- **DOCUMENT SECTION**
The state government says it is feasible because of the low rate of infection and the small number of active cases in Mecklenburg-Western Pomerania, which has one of the lowest infection rates in the country. But it is still a far cry from "normal."
Strict statewide hygiene rules have been put in place: Students are told to keep their hands off the banisters when taking the stairs — and to wash them frequently. Disinfectant is to be used sparingly and only when deemed necessary — and mixed into cleaning water rather than sprayed pure. Masks are not obligatory and teachers can avail of free testing for the coronavirus.
Classes have been reorganized, creating so-called "cohorts" groups of several hundred students. The "cohorts" are advised to stay apart, but social distancing rules are being done away with within each group. Classes are being scheduled on a staggered basis. Each cohort has its own area in the school grounds, cloakrooms, restrooms and canteens.
The hope is that if there is an infection, only the respective "cohort" will have to be quarantined, rather than the entire school. In the event of new infections, it is not the schools that decide the next course of action, but the local health authorities. For example, whether to quarantine an entire school or just the respective "cohort."
Politicians are agreed on the need to avoid large-scale closures.
The approach was called for by the Robert-Koch-Institut (RKI), Germany's highest authority when it comes to health matters. RKI president Lothar Wieler said it was important to keep certain groups together and others apart to minimize the risk of infection and improve tracing capabilities in the event of one.
Online classes for homeschooling, dubbed "distance learning" by the relevant authorities, is to be avoided in Mecklenburg-Western Pomerania. As the state education ministry's decree put it: "Complementary distance learning usually takes the form of digital learning and is to be used mainly for exercises and repetition."
In the process, the ministry has called for an "increase in 'self-organized' learning, in accordance with individual progress," at the state's primary and secondary schools.
According to the Education Ministry, distance learning is mainly to be used when there is a shortage of teachers. Around 400 of the state's 13,000 teachers are considered at high risk for COVID-19 and will, therefore, work from home.

- **REQUIREMENT A**
Can you sum up the passage on school rules in Mecklenburg-Western Pomerania in two sentences?
- **REQUIREMENT B**
Could you write what comes next in the passage on school rules in Mecklenburg-Western Pomerania, picking up after its final sentence?

(Items in a dataset listing)
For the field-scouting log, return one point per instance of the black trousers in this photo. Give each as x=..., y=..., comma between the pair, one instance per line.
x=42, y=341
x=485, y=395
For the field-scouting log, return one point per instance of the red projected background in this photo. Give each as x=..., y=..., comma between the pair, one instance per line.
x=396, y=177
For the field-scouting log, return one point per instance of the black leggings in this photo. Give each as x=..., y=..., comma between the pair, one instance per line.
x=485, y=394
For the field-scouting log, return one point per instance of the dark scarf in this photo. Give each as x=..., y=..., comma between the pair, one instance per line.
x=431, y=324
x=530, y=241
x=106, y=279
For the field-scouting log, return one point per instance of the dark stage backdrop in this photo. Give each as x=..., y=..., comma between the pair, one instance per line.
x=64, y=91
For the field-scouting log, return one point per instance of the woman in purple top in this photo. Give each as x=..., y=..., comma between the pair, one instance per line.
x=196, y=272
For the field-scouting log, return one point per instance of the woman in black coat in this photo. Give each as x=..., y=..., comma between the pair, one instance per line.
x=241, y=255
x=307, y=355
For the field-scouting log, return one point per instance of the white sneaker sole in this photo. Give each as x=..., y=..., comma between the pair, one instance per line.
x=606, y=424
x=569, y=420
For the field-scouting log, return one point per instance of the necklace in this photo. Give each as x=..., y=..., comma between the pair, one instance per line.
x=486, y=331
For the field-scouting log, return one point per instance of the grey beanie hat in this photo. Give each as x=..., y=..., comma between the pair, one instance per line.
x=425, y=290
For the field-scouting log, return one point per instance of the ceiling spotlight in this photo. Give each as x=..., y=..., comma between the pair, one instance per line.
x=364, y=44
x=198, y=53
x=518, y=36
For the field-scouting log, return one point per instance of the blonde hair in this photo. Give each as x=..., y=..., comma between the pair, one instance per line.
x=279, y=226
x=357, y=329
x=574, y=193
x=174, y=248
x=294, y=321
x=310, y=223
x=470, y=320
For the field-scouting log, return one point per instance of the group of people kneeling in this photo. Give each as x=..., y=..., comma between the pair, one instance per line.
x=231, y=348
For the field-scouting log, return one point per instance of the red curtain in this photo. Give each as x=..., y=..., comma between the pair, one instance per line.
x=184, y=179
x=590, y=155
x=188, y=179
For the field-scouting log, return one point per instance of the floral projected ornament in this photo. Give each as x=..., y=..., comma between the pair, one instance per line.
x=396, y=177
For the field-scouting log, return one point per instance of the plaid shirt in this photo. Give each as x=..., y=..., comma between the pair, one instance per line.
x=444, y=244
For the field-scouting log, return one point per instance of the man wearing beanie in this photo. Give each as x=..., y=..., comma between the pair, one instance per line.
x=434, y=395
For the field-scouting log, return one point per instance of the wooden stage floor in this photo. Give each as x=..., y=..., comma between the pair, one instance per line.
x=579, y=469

- **EXERCISE ANSWER A**
Schools in Mecklenburg-Western Pomerania operate under strict statewide hygiene rules, with students grouped into separate "cohorts" of several hundred so that an infection would ideally mean quarantining only one cohort rather than the entire school, an approach the Robert-Koch-Institut called for. Distance learning is to be avoided and used mainly for exercises, repetition and teacher shortages, since around 400 of the state's 13,000 teachers are at high risk for COVID-19 and will work from home.

- **EXERCISE ANSWER B**
Government press spokesman Henning Lipski said it was hoped that the class schedules would also provide a skeleton plan in the event of rising infection numbers. He said a lot had been done in recent weeks to make sure the logistical and organizational aspects work.
The schools are being offered a commercial-cloud-based learning management system. Its makers say the product has been on the market for more than 20 years now.
There are also €10 million ($11.7 million) from the federal government's so-called Digital Pact to be spent. Lipski said the money would be used to buy laptops and other devices that students could borrow when need be. There have been widespread concerns that poorer students would fall behind because their families could not afford the kit required for the new approach.
And even if the students have everything they need, what about the teachers, many of whom are a long way from being "digital natives?" The authorities say 2,000 teachers have taken part in online training courses on "digital didactics" in recent weeks.
Many doctors favor a return to as "normal" a school day as possible. Schools are considered lower-risk. In May and June, 2,600 students and teachers were tested as part of a pilot project.
Wieland Kiess, head of the University Clinic in Leipzig, says not a single acute infection was found. And fewer than 20 of those tested had antibodies in their blood, which usually indicates an infection in the past.
Kiess says children are not especially prone to getting or passing on infections and that this is why he is against large-scale closures to deal with isolated outbreaks.
And when Kiess says that a new lockdown would have negative psychological and physical repercussions for young people, he is speaking for many.